[Material for this exercise Boundary: Start]

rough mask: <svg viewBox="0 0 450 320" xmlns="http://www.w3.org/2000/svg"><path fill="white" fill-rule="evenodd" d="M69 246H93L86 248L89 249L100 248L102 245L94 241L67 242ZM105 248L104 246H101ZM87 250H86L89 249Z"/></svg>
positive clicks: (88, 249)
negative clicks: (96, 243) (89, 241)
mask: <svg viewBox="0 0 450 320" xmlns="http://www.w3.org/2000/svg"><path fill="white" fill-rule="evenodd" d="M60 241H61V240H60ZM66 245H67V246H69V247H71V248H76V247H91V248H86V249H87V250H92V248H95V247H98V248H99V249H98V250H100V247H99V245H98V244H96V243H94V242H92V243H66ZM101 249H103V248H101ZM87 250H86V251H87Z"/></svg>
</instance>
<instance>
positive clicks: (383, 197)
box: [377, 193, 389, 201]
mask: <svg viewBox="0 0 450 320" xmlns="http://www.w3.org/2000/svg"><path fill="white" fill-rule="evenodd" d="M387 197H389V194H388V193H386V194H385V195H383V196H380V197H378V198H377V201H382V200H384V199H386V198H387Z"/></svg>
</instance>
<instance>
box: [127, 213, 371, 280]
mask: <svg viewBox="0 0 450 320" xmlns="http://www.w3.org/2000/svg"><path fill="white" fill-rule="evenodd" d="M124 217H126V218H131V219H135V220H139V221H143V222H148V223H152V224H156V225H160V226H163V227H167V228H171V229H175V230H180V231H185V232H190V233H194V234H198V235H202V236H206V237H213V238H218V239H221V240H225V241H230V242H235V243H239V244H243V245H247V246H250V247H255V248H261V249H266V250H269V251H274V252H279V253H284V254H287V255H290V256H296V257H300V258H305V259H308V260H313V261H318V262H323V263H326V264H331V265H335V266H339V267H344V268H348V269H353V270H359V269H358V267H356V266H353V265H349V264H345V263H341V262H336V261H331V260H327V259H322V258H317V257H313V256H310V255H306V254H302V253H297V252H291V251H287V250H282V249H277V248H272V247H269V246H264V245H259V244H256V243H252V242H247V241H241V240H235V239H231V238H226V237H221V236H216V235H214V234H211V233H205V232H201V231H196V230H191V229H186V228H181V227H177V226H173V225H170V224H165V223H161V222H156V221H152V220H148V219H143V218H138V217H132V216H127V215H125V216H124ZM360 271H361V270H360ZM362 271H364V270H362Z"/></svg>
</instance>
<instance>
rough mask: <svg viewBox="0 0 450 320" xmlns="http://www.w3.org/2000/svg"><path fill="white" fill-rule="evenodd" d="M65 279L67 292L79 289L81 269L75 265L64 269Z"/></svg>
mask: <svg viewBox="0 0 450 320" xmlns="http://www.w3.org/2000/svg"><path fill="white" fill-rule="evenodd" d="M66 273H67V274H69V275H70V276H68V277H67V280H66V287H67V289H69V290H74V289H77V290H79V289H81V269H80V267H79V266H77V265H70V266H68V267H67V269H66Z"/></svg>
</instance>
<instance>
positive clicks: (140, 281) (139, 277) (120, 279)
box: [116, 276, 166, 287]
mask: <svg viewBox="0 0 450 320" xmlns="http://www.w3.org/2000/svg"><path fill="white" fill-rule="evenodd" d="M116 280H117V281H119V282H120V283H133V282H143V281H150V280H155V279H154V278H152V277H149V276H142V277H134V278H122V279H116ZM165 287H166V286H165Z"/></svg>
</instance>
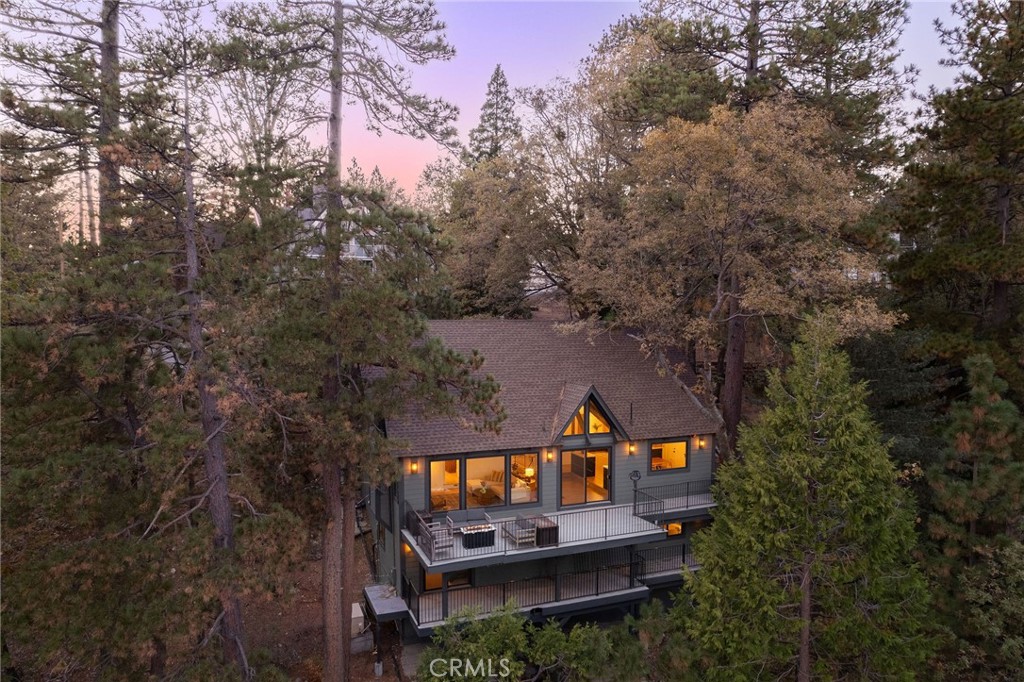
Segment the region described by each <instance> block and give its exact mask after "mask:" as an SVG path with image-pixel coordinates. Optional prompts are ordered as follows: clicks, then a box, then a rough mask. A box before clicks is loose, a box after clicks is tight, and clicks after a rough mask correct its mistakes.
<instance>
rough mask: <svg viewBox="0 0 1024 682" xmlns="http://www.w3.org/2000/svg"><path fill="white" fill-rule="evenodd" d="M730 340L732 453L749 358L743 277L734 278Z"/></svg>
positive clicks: (735, 276) (726, 361) (732, 292)
mask: <svg viewBox="0 0 1024 682" xmlns="http://www.w3.org/2000/svg"><path fill="white" fill-rule="evenodd" d="M731 291H732V299H731V300H730V301H729V321H728V326H727V329H728V336H727V338H726V346H725V380H724V381H723V383H722V400H721V402H722V420H723V421H724V422H725V433H726V437H727V438H728V445H729V453H734V452H735V450H736V435H737V433H736V427H737V426H738V425H739V417H740V413H741V412H742V407H743V359H744V356H745V354H746V317H745V316H743V314H742V310H741V306H740V304H739V275H738V274H733V275H732V283H731Z"/></svg>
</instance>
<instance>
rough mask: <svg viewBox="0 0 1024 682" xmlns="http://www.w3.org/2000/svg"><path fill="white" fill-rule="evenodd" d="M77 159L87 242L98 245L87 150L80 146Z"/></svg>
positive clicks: (97, 227) (98, 241)
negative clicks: (84, 220) (88, 237)
mask: <svg viewBox="0 0 1024 682" xmlns="http://www.w3.org/2000/svg"><path fill="white" fill-rule="evenodd" d="M80 154H81V157H80V159H79V161H80V163H81V166H82V179H83V181H84V184H85V220H86V223H87V224H88V236H89V241H90V242H92V243H93V244H99V224H98V218H97V216H96V204H95V201H94V200H93V197H92V169H91V168H90V167H89V166H90V164H89V148H88V147H86V146H84V145H83V146H82V148H81V152H80Z"/></svg>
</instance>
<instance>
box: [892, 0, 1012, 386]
mask: <svg viewBox="0 0 1024 682" xmlns="http://www.w3.org/2000/svg"><path fill="white" fill-rule="evenodd" d="M953 14H954V15H955V16H956V17H957V18H959V19H961V22H962V25H961V26H957V27H955V28H952V29H946V28H943V27H942V26H941V25H939V31H940V37H941V40H942V42H943V44H944V45H946V47H947V48H948V49H949V53H950V56H949V57H948V58H947V59H945V60H944V63H946V65H948V66H952V67H958V68H959V69H961V74H959V75H958V76H957V82H956V85H955V86H954V87H952V88H950V89H947V90H943V91H940V92H933V93H932V94H931V101H930V106H929V112H928V113H929V114H930V118H931V120H930V121H929V123H928V124H927V125H925V126H924V127H923V129H922V133H923V138H922V140H921V144H920V148H919V150H918V151H916V157H915V160H914V163H913V164H911V165H910V166H909V168H908V169H907V180H906V182H905V184H904V186H903V191H902V193H901V195H902V198H903V200H904V210H903V211H902V212H901V213H900V214H899V215H898V216H897V220H898V221H897V225H898V226H897V229H899V230H900V231H901V233H902V239H903V241H904V243H905V244H906V245H908V246H909V247H910V248H908V249H906V250H904V251H903V252H902V253H901V254H900V256H899V258H898V260H897V261H896V262H895V265H894V267H893V279H894V282H895V284H896V286H897V291H898V292H899V293H900V295H901V300H900V302H899V304H900V306H901V307H902V308H903V309H904V310H906V311H907V312H908V313H909V316H910V322H911V323H912V324H913V325H915V326H918V327H921V328H923V329H925V330H927V331H928V333H929V336H930V338H929V340H928V346H929V348H930V349H931V350H932V351H933V352H935V353H936V354H938V355H939V356H940V357H943V358H946V359H951V360H953V361H959V360H963V359H964V358H965V357H967V356H969V355H971V354H974V353H978V352H983V353H985V354H988V355H990V356H991V357H992V359H993V360H994V361H995V364H996V367H997V368H998V371H999V374H1000V375H1002V376H1004V377H1006V379H1007V380H1008V381H1009V382H1010V384H1011V388H1012V390H1013V391H1014V393H1015V394H1016V395H1022V394H1024V368H1022V367H1021V365H1020V363H1019V358H1020V357H1021V356H1022V355H1024V315H1022V313H1024V287H1022V284H1021V283H1022V282H1024V183H1022V182H1021V177H1022V176H1024V76H1022V75H1024V50H1022V49H1021V44H1022V43H1024V4H1022V3H1020V2H988V1H985V2H961V3H956V4H955V5H953Z"/></svg>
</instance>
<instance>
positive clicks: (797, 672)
mask: <svg viewBox="0 0 1024 682" xmlns="http://www.w3.org/2000/svg"><path fill="white" fill-rule="evenodd" d="M797 682H811V557H810V555H809V554H805V555H804V566H803V571H802V574H801V577H800V656H799V662H798V664H797Z"/></svg>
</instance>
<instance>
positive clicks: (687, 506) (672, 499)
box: [634, 478, 714, 517]
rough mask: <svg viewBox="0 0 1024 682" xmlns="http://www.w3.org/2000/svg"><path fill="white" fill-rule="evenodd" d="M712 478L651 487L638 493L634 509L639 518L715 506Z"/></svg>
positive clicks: (656, 515) (686, 481) (673, 483)
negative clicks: (698, 508) (674, 511)
mask: <svg viewBox="0 0 1024 682" xmlns="http://www.w3.org/2000/svg"><path fill="white" fill-rule="evenodd" d="M713 482H714V481H713V480H712V479H711V478H706V479H701V480H687V481H683V482H681V483H669V484H667V485H649V486H647V487H643V488H641V489H639V491H637V494H636V496H635V497H636V499H635V501H634V509H635V512H636V514H637V516H644V517H648V516H660V515H663V514H666V513H668V512H673V511H682V510H685V509H694V508H698V507H710V506H712V505H713V504H714V500H713V499H712V495H711V486H712V483H713Z"/></svg>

[Material for this exercise Boundary: End]

# [Written task]
In the records above, retype exactly the lines from the one with "478L651 487L638 493L634" through the last one.

# [Answer for the task]
rough mask: <svg viewBox="0 0 1024 682" xmlns="http://www.w3.org/2000/svg"><path fill="white" fill-rule="evenodd" d="M712 478L651 487L638 493L634 509L639 518L715 506Z"/></svg>
positive clicks: (656, 515) (686, 481) (673, 483)
negative clicks: (698, 508) (674, 511)
mask: <svg viewBox="0 0 1024 682" xmlns="http://www.w3.org/2000/svg"><path fill="white" fill-rule="evenodd" d="M713 482H714V481H713V480H712V479H711V478H706V479H701V480H687V481H683V482H681V483H669V484H667V485H649V486H647V487H643V488H641V489H639V491H637V494H636V496H635V497H636V499H635V501H634V509H635V512H636V514H637V516H644V517H648V516H660V515H663V514H666V513H668V512H673V511H682V510H685V509H694V508H698V507H710V506H712V505H713V504H714V500H713V499H712V495H711V486H712V483H713Z"/></svg>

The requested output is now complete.